(Dataset entries)
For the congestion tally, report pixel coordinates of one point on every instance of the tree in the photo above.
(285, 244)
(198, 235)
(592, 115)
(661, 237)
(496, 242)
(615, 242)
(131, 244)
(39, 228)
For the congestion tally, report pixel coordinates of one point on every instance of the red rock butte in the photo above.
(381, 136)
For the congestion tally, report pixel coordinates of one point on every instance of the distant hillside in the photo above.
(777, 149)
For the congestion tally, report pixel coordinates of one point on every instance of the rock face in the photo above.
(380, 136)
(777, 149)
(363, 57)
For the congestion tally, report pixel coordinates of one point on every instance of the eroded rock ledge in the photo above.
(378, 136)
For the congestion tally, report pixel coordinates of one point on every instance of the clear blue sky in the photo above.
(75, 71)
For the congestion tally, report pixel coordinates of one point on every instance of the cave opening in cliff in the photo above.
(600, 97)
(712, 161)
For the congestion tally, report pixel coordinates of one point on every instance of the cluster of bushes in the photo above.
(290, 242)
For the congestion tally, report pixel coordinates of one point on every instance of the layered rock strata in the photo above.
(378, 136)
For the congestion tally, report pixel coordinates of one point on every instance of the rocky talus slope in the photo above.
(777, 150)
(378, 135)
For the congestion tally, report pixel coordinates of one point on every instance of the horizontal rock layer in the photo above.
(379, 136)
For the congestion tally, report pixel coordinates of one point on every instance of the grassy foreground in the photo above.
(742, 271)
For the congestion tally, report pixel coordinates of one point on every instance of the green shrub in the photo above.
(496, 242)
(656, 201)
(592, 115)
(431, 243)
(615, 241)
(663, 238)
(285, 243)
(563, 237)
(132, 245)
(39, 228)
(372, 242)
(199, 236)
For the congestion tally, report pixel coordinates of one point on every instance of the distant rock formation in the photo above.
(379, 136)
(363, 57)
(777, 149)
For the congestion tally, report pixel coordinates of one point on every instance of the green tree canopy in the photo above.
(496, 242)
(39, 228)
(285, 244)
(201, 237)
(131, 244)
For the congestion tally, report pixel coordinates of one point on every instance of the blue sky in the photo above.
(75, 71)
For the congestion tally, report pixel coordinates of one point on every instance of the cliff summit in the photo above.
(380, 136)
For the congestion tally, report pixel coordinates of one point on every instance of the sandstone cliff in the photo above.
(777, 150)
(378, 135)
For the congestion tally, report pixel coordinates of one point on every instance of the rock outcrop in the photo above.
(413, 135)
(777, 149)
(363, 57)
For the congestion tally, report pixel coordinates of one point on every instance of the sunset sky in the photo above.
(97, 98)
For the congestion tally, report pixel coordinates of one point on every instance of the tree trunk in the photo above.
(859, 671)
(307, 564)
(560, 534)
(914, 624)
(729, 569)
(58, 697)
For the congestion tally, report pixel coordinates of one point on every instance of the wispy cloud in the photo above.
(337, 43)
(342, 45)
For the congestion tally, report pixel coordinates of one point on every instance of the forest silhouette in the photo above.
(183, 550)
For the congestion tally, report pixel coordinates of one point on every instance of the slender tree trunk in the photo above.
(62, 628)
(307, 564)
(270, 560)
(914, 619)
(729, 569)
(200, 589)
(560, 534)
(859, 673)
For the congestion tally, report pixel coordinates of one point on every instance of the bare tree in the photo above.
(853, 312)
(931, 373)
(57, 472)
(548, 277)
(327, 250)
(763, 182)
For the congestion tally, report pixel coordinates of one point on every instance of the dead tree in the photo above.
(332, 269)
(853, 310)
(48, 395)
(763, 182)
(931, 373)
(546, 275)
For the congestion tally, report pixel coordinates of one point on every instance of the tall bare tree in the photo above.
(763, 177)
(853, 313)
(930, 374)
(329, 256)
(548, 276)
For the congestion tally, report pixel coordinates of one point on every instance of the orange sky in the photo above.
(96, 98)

Work to complete: Exactly as given, please retype all the entries.

Result of this task:
For the congestion tally, report pixel coordinates of one point on every instance of the tree in the photo above.
(285, 244)
(198, 235)
(592, 115)
(661, 237)
(496, 242)
(615, 242)
(131, 244)
(39, 228)
For the congestion tally, report pixel coordinates of one point on every instance of the red rock butte in the photo above.
(381, 136)
For the congestion tally, report pixel coordinates of one point on every instance of the distant hillside in the photo above.
(777, 149)
For the congestion tally, report pixel coordinates of one point on every instance of the rock face in the photo above.
(380, 136)
(777, 149)
(363, 57)
For the congestion tally, report pixel coordinates of one point on every instance of the eroded rock ledge in the photo above.
(378, 136)
For the congestion tally, report pixel coordinates of one point on every instance of the clear blue sky in the photo above.
(75, 71)
For the congestion tally, report pixel coordinates of one point on every instance of the cave opening in cliff in the photo above.
(600, 97)
(712, 161)
For the congestion tally, report pixel coordinates of one point on every instance of the cluster of bushes in the photo above.
(290, 242)
For the congestion tally, report pixel coordinates of one point on every instance of the layered rock strata in the photo above.
(378, 136)
For the congestion tally, report pixel coordinates of one point on every instance of the rocky talus slope in the photo above.
(777, 150)
(378, 135)
For the congestion tally, report pixel coordinates of one point on every instance of the horizontal rock layer in the photo above.
(379, 136)
For the congestion tally, report pixel coordinates of one point on every instance of the grassy foreground in the photo above.
(742, 271)
For the congestion tally, report pixel coordinates of one point on every instance of the green shrub in the photo above.
(496, 242)
(656, 201)
(592, 115)
(431, 243)
(615, 241)
(663, 238)
(285, 243)
(563, 237)
(132, 245)
(39, 228)
(372, 242)
(199, 236)
For the congestion tally, report pixel coordinates of one point on every instance of the distant rock formation in the photo above.
(379, 136)
(363, 57)
(777, 149)
For the congestion tally, report pixel coordinates of one point on every instance of the green tree canopy in the photo above.
(496, 242)
(39, 228)
(285, 244)
(201, 237)
(131, 244)
For the congestion tally, report pixel coordinates of one point on every instance of the blue sky in the photo above.
(75, 71)
For the congestion tally, report pixel coordinates of one point on every instance of the cliff summit in the photo above.
(380, 136)
For the congestion tally, report pixel coordinates of one point on every instance of the sandstone cliff in the photo above.
(777, 150)
(378, 135)
For the congestion tally, report pixel coordinates of one point on every instance of the rock outcrop in the photo above.
(413, 135)
(777, 149)
(363, 57)
For the congestion tally, report pixel coordinates of one point on every instance of the sunset sky in the photo above.
(97, 98)
For the congestion tally, report pixel coordinates of one point on every instance of the tree trunk in the photo above.
(859, 671)
(307, 564)
(560, 534)
(914, 624)
(729, 569)
(58, 697)
For the congestion tally, report pixel coordinates of one point on every instance of the wispy cloud in the photo above.
(337, 43)
(342, 45)
For the congestion tally, report pixel coordinates of one point on every instance of the forest silhouette in the photo above.
(183, 550)
For the congestion tally, report pixel coordinates of one point on every instance of the slender tree trunk in the photo above.
(62, 628)
(307, 564)
(270, 560)
(914, 619)
(729, 569)
(200, 589)
(560, 534)
(859, 673)
For the congestion tally, report pixel coordinates of one point on every instance of the bare tree in the photo above.
(853, 312)
(931, 373)
(57, 472)
(548, 277)
(327, 250)
(763, 182)
For the congestion tally, report pixel coordinates of one point on every instance of the dead tree in the photo above.
(332, 269)
(853, 310)
(48, 395)
(763, 182)
(931, 373)
(546, 275)
For the congestion tally, report pixel coordinates of one point on every instance of the tall bare tree in the photo above.
(763, 177)
(853, 313)
(930, 374)
(329, 256)
(548, 276)
For the congestion tally, report pixel coordinates of one point on every instance of the orange sky in the photo above.
(96, 98)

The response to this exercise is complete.